TASK OBJECTIVE ->
Take the entries that follow and return only the lines from the one with "Task: point out every instance of the vintage" through the final line, leaving every picture behind.

--- begin RECORD EXCERPTS ---

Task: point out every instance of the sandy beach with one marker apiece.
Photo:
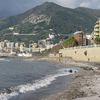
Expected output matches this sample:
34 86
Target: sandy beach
85 84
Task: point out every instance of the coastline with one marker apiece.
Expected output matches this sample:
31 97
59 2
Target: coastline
85 84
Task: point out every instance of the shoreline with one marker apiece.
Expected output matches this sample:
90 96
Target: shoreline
85 84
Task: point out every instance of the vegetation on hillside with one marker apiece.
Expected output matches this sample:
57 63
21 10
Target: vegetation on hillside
62 21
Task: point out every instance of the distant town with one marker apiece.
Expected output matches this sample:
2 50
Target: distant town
21 49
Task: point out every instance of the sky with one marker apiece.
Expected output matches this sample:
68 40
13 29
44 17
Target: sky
11 7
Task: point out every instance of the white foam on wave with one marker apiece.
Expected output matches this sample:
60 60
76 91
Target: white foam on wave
4 59
44 82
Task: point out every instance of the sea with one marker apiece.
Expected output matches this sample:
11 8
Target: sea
22 79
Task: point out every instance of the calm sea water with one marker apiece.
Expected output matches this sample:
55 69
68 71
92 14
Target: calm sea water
31 80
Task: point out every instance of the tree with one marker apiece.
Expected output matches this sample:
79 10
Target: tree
97 40
70 42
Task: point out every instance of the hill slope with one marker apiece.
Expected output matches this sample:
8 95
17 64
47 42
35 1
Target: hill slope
41 19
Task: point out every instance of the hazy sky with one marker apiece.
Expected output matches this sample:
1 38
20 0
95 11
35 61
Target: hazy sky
8 7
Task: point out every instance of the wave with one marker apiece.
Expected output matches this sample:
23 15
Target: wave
4 59
44 82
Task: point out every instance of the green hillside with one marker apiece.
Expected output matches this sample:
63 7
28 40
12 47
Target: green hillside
41 19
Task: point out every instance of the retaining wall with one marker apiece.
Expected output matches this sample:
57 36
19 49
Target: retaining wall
91 54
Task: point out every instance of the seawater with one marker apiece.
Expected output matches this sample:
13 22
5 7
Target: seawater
25 80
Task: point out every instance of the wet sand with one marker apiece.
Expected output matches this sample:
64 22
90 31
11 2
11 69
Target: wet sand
85 84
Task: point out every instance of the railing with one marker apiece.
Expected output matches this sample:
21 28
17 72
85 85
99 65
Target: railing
80 47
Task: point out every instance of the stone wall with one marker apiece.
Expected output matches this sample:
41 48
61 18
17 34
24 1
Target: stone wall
90 54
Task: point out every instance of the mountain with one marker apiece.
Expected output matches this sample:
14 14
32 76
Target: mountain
42 18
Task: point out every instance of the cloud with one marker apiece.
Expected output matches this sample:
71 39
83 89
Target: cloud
12 7
78 3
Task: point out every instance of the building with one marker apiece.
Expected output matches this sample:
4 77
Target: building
96 31
79 37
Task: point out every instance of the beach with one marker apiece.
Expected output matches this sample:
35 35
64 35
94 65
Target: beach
85 84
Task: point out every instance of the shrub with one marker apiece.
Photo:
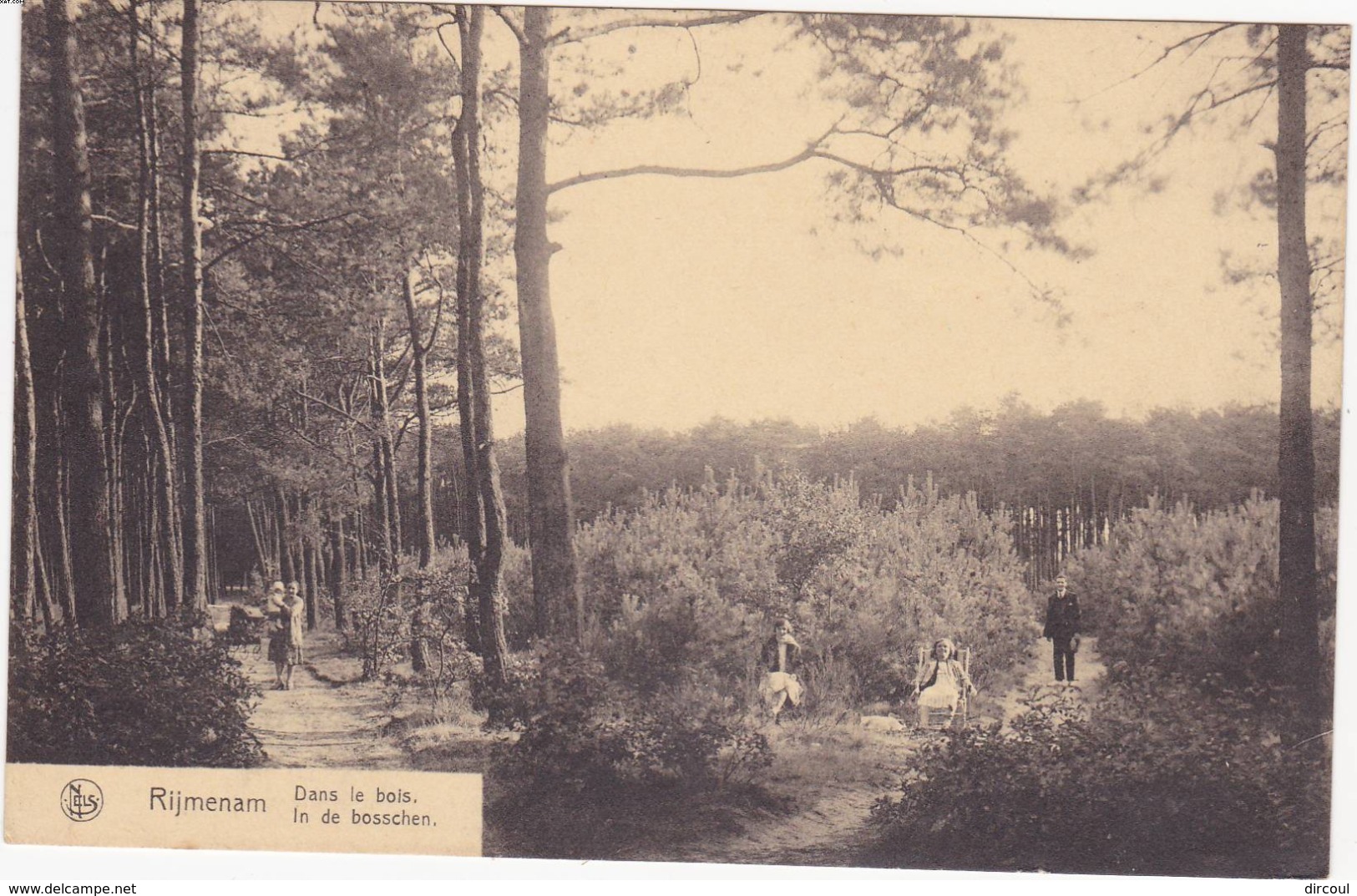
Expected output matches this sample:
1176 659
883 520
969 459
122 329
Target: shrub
593 755
423 611
136 694
1190 791
692 579
1198 594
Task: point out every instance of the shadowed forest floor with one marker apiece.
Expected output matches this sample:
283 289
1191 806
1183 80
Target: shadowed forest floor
329 718
832 776
823 783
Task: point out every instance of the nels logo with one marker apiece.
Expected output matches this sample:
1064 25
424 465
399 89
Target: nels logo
82 800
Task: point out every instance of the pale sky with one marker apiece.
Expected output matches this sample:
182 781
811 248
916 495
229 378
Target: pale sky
683 299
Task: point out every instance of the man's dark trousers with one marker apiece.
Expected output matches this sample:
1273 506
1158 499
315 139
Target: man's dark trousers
1063 655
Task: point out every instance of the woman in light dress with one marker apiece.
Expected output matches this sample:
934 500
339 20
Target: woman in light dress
277 615
942 681
295 624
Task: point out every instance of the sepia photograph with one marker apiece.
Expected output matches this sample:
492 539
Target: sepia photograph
710 436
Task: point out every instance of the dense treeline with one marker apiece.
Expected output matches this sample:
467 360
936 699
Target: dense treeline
1074 463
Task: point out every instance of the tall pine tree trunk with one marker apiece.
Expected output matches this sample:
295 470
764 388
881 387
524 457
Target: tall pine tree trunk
1296 453
484 466
418 352
149 382
23 522
555 585
91 544
195 512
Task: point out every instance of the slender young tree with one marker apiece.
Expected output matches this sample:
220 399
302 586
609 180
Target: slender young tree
418 362
195 508
1296 451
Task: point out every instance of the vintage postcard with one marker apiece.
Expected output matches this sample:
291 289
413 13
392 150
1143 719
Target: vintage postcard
701 436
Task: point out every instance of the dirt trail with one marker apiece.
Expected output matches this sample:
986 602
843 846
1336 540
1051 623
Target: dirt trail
833 827
327 720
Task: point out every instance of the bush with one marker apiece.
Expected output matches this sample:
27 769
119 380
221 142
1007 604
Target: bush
694 579
136 694
597 765
1157 783
421 613
1198 594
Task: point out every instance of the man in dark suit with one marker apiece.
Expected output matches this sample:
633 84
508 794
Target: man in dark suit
1063 629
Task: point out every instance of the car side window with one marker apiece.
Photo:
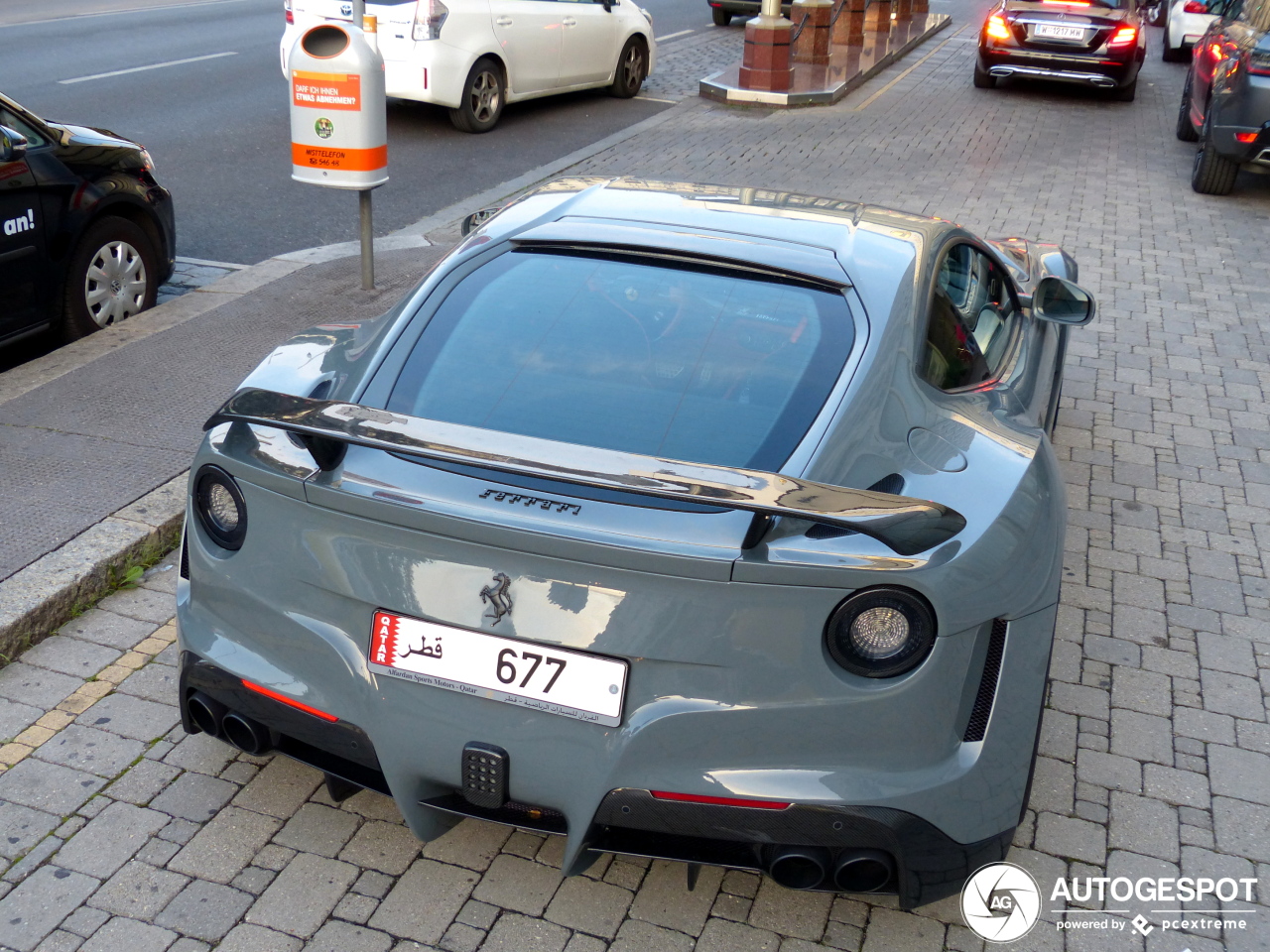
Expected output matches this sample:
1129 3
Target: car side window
33 139
1256 14
971 318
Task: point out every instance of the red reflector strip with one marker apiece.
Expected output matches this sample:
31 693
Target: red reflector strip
290 702
720 801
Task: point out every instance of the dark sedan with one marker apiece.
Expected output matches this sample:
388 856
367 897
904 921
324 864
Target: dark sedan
1225 100
86 234
1096 44
722 10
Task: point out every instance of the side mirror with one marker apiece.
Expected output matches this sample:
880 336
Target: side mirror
1062 301
13 145
476 218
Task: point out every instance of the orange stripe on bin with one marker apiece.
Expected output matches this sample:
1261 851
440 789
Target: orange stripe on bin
340 159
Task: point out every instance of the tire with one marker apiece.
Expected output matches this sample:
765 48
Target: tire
1213 175
113 276
484 94
631 70
1185 128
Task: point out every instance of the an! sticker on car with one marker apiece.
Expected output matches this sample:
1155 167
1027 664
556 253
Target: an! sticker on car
525 673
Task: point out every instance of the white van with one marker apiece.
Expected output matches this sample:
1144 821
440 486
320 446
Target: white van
474 56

--- end RECORD EXCERPTS ---

TASK SOLUTION ->
Task: point out every instance of the vintage postcard with one marker apiece.
Expected output matches this sample:
291 289
413 13
392 150
1143 719
Target: vintage postcard
701 436
Task: point out every instance of the dirt trail with one marker apiece.
Expected output matches this sample:
986 602
843 846
1336 540
1051 623
Target: dirt trail
833 827
327 720
Task: point out every instance of the bush with one marker apiece.
Expected output matches this sample:
27 769
119 380
221 142
1007 604
Target: bush
694 579
136 694
597 765
1157 783
421 613
1198 594
Task: point out every instance of the man in dark suit with one marker apiece.
Expected output matches this sample:
633 84
508 794
Target: man in dark suit
1063 629
Task: point out every instance of the car side window with one marker apiece.
Photo:
Expected output matches this sample:
1129 3
Target: car side window
33 139
1256 14
971 318
Task: point out every instance of the red reflector strip with one marker apiece.
Expected output matches this sample:
31 693
Target: red reflector strip
290 702
720 801
Task: point out every instance of the dark sedan with one marker apiece.
Expected output matches this sample:
388 856
367 897
904 921
324 864
Target: dark sedan
1225 100
86 234
1096 44
722 10
Task: point out every instance of the side mirror with one marker apiece.
Expected output matches this sample:
880 336
Target: side mirror
1062 301
13 145
476 218
Task: point out every instance of the orange stripe on bin with one marker apiece.
Expected output matches this sample:
1261 851
440 789
Target: orange stripe on bin
340 159
Task: point out every instance of the tire with one marker apiece.
Expected output matches this sample:
765 48
Target: tire
1213 175
113 276
484 94
631 70
1185 128
Task: point out every instance of the an! sticker on car with one marker apiece.
Expected output matches this sample:
1155 167
1027 664
556 253
Target: an! sticker on car
525 673
Task: point out every instance of the white van with one marker apiece.
Expected output matches this sample:
1144 821
440 486
320 446
Target: white van
474 56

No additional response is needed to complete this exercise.